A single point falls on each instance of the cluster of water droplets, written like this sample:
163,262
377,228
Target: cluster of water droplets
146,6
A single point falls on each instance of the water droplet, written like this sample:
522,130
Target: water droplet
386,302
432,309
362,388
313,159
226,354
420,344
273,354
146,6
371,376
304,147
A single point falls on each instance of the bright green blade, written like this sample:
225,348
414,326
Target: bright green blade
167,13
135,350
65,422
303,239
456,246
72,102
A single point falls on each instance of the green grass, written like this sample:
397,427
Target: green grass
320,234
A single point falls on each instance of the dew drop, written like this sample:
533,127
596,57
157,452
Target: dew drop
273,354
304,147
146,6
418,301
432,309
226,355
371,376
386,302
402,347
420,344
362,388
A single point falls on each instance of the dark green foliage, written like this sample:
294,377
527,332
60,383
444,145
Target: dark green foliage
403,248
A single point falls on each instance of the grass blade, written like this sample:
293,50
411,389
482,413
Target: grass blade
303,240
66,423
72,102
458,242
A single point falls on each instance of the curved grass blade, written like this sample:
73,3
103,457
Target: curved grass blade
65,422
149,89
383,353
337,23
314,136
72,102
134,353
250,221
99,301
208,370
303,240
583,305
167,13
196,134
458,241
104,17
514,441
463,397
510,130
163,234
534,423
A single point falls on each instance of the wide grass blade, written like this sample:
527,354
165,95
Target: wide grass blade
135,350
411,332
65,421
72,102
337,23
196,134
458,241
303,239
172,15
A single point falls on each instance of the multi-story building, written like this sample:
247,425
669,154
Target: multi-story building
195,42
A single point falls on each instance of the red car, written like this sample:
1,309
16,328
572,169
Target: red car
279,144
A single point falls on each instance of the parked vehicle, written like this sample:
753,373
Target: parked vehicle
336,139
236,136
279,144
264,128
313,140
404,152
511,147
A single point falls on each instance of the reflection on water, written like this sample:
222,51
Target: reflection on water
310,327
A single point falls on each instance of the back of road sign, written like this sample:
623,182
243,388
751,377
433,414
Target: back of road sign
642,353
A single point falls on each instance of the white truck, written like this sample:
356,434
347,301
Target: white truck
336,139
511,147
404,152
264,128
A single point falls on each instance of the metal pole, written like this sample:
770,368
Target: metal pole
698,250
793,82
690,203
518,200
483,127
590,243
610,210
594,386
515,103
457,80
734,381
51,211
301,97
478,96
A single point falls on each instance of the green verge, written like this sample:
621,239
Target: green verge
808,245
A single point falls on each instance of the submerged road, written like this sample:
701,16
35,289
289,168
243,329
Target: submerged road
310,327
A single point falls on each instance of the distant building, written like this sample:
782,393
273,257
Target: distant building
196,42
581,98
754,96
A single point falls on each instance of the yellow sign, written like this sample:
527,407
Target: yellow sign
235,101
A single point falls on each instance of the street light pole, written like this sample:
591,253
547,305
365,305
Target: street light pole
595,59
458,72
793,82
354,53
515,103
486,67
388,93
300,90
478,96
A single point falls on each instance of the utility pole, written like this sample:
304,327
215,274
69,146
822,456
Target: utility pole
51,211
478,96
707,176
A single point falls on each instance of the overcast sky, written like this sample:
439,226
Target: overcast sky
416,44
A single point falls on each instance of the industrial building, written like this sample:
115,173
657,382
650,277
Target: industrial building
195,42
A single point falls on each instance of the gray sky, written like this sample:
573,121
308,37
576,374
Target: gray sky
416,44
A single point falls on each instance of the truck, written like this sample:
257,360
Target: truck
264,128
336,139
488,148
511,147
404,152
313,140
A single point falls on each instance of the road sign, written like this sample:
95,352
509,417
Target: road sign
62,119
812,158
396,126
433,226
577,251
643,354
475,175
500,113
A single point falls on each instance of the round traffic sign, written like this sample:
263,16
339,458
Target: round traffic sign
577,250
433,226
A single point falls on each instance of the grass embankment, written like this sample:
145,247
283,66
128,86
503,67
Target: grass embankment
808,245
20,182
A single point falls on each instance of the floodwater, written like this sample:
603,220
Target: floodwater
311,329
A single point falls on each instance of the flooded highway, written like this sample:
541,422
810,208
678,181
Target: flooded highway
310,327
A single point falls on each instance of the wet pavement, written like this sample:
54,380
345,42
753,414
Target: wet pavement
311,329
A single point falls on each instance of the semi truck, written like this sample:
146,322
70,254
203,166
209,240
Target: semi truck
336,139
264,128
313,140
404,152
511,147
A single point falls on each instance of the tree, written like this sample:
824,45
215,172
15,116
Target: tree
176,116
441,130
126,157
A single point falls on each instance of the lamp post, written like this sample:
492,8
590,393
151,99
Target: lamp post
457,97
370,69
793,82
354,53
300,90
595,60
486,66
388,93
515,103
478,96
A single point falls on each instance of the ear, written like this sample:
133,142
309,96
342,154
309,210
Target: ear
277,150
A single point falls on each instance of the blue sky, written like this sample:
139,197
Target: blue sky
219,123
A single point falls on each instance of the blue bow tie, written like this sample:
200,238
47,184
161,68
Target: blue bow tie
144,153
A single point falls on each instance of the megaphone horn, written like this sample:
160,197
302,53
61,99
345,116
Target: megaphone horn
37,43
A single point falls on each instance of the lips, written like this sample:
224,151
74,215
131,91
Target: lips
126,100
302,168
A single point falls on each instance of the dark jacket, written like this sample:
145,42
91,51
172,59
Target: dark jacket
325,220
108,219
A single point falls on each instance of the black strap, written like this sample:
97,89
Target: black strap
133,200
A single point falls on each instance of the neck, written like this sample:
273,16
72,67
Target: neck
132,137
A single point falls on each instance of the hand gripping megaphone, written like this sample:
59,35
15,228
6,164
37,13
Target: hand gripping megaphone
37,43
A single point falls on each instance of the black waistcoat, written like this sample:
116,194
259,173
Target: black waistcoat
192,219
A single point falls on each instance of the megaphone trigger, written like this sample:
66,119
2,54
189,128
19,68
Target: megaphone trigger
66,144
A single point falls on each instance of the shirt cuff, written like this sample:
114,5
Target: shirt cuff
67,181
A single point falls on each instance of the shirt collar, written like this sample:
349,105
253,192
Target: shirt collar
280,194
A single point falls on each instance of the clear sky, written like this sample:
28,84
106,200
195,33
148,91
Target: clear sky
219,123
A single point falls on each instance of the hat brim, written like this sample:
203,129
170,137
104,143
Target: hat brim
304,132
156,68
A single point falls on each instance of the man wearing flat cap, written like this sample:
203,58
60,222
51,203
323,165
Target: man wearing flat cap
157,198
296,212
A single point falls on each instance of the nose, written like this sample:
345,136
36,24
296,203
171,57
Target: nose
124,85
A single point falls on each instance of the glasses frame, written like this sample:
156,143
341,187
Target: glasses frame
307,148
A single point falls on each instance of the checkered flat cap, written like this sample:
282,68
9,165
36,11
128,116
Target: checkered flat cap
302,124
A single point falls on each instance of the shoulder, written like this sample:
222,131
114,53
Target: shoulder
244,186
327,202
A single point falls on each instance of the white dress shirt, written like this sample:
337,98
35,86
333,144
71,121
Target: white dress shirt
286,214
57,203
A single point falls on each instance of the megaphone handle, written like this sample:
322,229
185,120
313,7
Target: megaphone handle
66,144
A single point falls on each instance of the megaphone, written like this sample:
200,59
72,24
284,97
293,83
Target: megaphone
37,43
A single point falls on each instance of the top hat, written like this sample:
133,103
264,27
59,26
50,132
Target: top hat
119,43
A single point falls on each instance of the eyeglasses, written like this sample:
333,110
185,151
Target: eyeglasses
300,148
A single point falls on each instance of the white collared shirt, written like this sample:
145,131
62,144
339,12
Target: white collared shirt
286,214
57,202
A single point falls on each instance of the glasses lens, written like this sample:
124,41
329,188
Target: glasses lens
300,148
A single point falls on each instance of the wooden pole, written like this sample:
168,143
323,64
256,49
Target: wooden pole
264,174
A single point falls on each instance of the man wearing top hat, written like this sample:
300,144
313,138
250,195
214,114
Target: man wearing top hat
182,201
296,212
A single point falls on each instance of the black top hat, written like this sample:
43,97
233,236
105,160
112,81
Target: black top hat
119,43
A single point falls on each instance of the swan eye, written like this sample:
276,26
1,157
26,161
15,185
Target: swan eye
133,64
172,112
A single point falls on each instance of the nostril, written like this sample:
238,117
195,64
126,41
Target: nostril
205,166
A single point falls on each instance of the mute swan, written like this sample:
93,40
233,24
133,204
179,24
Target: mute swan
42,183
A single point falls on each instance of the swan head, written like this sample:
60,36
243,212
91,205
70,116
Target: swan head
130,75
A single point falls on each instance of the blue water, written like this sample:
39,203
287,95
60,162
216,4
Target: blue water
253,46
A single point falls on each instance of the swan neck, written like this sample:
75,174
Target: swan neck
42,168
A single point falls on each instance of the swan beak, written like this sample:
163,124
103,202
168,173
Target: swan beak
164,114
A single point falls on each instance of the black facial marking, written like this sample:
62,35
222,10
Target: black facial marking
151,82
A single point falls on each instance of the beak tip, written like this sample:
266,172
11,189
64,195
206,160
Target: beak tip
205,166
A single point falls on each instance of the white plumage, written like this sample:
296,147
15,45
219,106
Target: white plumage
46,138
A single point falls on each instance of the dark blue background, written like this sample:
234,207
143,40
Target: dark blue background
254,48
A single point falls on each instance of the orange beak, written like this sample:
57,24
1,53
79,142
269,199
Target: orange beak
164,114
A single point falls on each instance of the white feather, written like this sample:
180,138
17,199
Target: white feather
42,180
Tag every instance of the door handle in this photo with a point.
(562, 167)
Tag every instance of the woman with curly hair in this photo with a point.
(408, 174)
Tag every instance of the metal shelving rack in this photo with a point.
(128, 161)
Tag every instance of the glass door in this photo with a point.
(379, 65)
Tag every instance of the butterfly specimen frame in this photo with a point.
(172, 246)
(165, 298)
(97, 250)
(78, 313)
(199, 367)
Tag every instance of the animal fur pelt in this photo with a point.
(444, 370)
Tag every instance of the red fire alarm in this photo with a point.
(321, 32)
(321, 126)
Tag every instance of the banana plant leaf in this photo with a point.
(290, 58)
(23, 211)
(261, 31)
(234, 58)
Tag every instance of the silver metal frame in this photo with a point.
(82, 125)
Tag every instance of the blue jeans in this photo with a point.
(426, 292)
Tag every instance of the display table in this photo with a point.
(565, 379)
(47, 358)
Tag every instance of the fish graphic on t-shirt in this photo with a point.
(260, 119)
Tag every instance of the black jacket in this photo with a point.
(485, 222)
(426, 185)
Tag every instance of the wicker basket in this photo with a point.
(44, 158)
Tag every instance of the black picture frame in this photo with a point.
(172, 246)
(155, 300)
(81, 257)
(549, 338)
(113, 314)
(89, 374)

● **Problem to work on**: Copy everything from the line containing "Tag every instance of the woman" down to the end of the entries, including the requests, and subtract 36 from every coordinate number in the answers.

● **Exercise result**:
Tag every instance of the woman with curly hair in this photo with a point.
(372, 138)
Tag every instance of the metal shelving rack in this photo with a point.
(92, 125)
Tag every instance of the glass door in this photo with a point.
(343, 29)
Tag every instance of the butterfly specimen frame in this photo with a point.
(136, 210)
(129, 262)
(61, 214)
(42, 277)
(163, 331)
Tag every instance of the animal fur pelt in this photo with a point.
(408, 334)
Tag every instance of the red fire alarm in this photo with a point.
(285, -4)
(285, 90)
Tag every instance of the banana plant leaf in this photo with a point.
(254, 22)
(-13, 175)
(225, -5)
(198, 22)
Tag every instance of the silver metal frame in this photo with a point.
(46, 89)
Tag every instance of the blue jeans in this photo with a point.
(390, 256)
Tag every instance of the display table in this photo with a point.
(529, 343)
(11, 322)
Tag every instance of the fish graphic on t-shirt in this photo with a point.
(224, 83)
Tag every instance of the black jacket in this photo with a point.
(449, 186)
(390, 149)
Tag every instance of the wicker basket in this photo with a point.
(8, 122)
Tag every instance of the black picture frame in this photo with a point.
(136, 210)
(119, 264)
(45, 221)
(513, 302)
(77, 278)
(53, 338)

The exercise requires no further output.